Referring expression data:
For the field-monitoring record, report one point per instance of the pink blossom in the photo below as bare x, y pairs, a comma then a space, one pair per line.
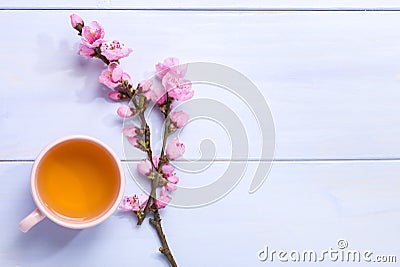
85, 51
175, 149
134, 203
170, 64
130, 131
145, 167
114, 95
126, 77
114, 50
92, 35
179, 118
163, 199
166, 169
111, 76
75, 19
124, 111
158, 95
146, 88
177, 88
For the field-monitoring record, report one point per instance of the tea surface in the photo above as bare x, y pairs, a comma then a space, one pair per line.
78, 179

## How to complete this task
Give back all entries exactly. No pictures belong in the copy.

## Result
For the field-monitoring record, report one point per instance of the pink blossom in the photo below as bare x, y pairs, a comma then a space, one pair per line.
85, 51
175, 149
134, 203
170, 64
130, 131
145, 167
114, 95
126, 77
114, 50
92, 35
179, 118
163, 199
166, 169
111, 76
75, 19
124, 111
158, 95
146, 88
177, 88
For the field-monitoring record, report one point per instance of the tea surface in the photo above as bare x, y pairs, a comma then a space, one pair per line.
78, 179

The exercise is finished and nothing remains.